Consegna
Inserisci in una tabella Markdown con le colonne Riga e Contenuto tutte le righe dei record, dalla riga che contiene "Mark all instances of hot tub cover." fino a quella che contiene "[29,22,55,427]", entrambe comprese. Numera le righe nella colonna Riga e tralascia quelle vuote.

Parte di un file di dati
________________

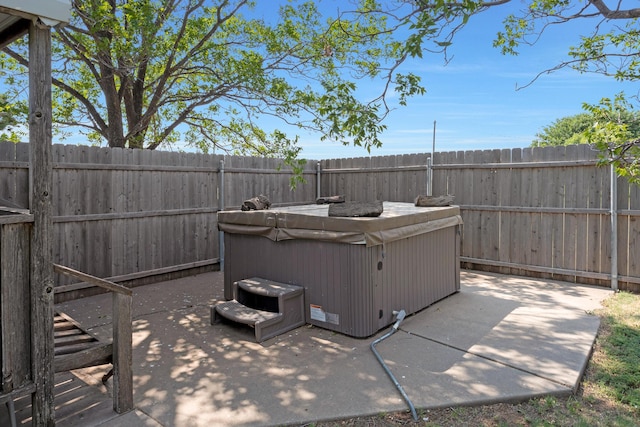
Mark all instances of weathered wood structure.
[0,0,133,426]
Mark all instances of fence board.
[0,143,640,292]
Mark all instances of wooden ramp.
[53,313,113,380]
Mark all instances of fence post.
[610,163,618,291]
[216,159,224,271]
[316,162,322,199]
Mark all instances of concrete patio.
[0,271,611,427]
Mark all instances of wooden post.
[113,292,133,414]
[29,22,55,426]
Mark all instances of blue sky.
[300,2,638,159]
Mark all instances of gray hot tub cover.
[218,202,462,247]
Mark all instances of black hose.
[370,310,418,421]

________________

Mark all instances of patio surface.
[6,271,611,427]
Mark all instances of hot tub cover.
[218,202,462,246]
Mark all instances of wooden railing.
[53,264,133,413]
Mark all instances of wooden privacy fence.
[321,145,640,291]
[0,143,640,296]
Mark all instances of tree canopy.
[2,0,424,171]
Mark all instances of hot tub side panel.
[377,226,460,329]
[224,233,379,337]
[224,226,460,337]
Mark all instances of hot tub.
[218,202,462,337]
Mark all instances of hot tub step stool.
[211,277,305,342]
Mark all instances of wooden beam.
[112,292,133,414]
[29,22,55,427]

________________

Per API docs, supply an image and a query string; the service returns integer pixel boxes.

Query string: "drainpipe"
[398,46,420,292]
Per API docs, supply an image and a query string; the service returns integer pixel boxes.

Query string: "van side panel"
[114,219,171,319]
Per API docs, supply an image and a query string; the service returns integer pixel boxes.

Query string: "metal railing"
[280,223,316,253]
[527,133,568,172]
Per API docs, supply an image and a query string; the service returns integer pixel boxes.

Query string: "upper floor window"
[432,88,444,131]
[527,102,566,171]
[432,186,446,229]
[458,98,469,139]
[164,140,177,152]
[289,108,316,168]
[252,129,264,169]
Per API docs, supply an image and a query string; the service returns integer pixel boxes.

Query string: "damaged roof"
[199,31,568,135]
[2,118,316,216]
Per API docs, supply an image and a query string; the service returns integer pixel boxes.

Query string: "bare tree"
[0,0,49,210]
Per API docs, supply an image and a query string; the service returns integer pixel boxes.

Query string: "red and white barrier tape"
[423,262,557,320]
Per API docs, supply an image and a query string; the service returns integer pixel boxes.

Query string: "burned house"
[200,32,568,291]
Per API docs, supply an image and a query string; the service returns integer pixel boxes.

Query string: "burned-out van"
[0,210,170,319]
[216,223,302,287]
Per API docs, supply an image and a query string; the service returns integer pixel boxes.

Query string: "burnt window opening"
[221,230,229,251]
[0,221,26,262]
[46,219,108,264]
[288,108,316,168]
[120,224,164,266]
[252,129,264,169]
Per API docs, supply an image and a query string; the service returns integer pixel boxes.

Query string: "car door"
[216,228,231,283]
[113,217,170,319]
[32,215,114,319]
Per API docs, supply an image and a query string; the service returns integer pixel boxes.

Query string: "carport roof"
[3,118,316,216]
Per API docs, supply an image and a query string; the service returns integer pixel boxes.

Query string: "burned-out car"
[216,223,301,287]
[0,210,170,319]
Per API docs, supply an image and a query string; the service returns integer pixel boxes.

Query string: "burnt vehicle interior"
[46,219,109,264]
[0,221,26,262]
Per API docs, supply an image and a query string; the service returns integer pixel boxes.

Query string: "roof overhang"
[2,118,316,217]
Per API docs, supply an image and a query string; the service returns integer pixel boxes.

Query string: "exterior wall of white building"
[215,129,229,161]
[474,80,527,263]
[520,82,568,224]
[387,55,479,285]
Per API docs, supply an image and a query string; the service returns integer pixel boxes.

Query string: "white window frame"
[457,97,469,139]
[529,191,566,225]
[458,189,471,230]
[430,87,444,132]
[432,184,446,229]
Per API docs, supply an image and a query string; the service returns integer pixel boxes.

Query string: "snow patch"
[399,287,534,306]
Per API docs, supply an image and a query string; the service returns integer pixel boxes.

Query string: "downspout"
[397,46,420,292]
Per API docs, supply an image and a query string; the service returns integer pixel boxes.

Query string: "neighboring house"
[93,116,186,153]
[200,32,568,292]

________________

Risposta al problema
| Riga | Contenuto |
|---|---|
| 1 | Mark all instances of hot tub cover. |
| 2 | [218,202,462,246] |
| 3 | Mark all instances of wooden railing. |
| 4 | [53,264,133,413] |
| 5 | Mark all instances of wooden privacy fence. |
| 6 | [321,145,640,291] |
| 7 | [0,143,640,296] |
| 8 | Mark all instances of tree canopy. |
| 9 | [2,0,424,171] |
| 10 | Mark all instances of hot tub side panel. |
| 11 | [377,226,460,329] |
| 12 | [224,233,379,337] |
| 13 | [224,226,460,337] |
| 14 | Mark all instances of hot tub. |
| 15 | [218,202,462,337] |
| 16 | Mark all instances of hot tub step stool. |
| 17 | [211,277,305,342] |
| 18 | Mark all instances of wooden beam. |
| 19 | [112,292,133,414] |
| 20 | [29,22,55,427] |